Which I'm doing for a number of reasons but one of them is there's a lot of it in the news right now.
So now what we want to talk about today is healthcare costs which is a key part of this whole thing.
I mean one of the things that motivated the government to attempt the Obamacare reforms was that
healthcare costs were just rising unsustainably and so something had to be done.
Now I don't think that's a problem unique to the United States because everything I've seen
says that the factors that we're driving costs in the United States are to some degree
operative in any other country.
They're just a question of fundamentally how the economics of healthcare works.
Every country faces increase in healthcare costs.
The differences are in degree and in how each country responds to those cost pressures.
Now the first place to look for cost pressures is what is known in economics as
bowel and bowens cost disease although frequently bowen gets dropped out and they just call it
bowel loss cost disease. He's the more famous of the two.
And I've got a link in the show notes to Wikipedia page. You can get more detail on this.
But this insight comes from understanding why some costs tend to fall over time and other
is don't and why is that. So let's take something that I think a lot of people in
hacker public radio are familiar with. Moore's law in the computer industry.

Your goal: Return the part of the talk on healthcare costs that runs from "I mean one of" up to and including "of the two.", word for word.

Supplied entries:
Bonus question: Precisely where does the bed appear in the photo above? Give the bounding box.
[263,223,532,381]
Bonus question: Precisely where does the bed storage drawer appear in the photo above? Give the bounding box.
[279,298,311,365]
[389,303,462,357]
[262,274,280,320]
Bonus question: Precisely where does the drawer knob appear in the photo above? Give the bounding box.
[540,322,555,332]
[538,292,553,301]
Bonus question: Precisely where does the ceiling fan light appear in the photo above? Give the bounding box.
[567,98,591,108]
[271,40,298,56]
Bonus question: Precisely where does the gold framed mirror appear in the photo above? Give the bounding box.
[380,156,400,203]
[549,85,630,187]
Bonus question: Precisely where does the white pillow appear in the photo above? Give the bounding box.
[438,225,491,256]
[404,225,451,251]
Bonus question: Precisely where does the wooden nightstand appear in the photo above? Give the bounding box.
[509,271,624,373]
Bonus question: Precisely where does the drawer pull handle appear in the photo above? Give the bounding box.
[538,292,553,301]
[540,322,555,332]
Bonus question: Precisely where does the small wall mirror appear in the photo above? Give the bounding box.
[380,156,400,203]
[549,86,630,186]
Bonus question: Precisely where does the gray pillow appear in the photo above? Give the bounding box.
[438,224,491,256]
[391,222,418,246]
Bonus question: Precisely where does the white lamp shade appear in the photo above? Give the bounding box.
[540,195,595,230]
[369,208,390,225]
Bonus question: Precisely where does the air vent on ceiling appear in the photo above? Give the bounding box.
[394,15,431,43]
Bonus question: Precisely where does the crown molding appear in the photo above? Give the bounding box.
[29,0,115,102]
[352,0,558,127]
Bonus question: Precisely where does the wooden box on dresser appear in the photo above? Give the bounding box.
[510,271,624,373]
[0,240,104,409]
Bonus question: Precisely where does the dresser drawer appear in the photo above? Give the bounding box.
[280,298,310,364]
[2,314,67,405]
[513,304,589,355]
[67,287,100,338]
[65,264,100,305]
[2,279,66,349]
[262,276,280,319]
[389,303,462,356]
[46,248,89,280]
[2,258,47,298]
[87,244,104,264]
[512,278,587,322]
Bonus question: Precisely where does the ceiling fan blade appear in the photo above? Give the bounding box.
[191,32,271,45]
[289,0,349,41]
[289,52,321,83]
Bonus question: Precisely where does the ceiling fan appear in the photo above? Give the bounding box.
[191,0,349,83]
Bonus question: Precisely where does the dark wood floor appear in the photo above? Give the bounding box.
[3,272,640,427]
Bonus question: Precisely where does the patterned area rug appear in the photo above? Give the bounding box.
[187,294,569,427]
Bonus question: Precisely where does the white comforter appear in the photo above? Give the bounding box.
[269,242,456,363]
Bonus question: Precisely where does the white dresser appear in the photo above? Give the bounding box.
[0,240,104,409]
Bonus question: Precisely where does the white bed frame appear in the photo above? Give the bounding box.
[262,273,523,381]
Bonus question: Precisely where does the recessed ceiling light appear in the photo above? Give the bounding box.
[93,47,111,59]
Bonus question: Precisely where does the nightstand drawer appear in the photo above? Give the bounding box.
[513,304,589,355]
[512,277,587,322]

Output for this task:
I mean one of the things that motivated the government to attempt the Obamacare reforms was that
healthcare costs were just rising unsustainably and so something had to be done.
Now I don't think that's a problem unique to the United States because everything I've seen
says that the factors that we're driving costs in the United States are to some degree
operative in any other country.
They're just a question of fundamentally how the economics of healthcare works.
Every country faces increase in healthcare costs.
The differences are in degree and in how each country responds to those cost pressures.
Now the first place to look for cost pressures is what is known in economics as
bowel and bowens cost disease although frequently bowen gets dropped out and they just call it
bowel loss cost disease. He's the more famous of the two.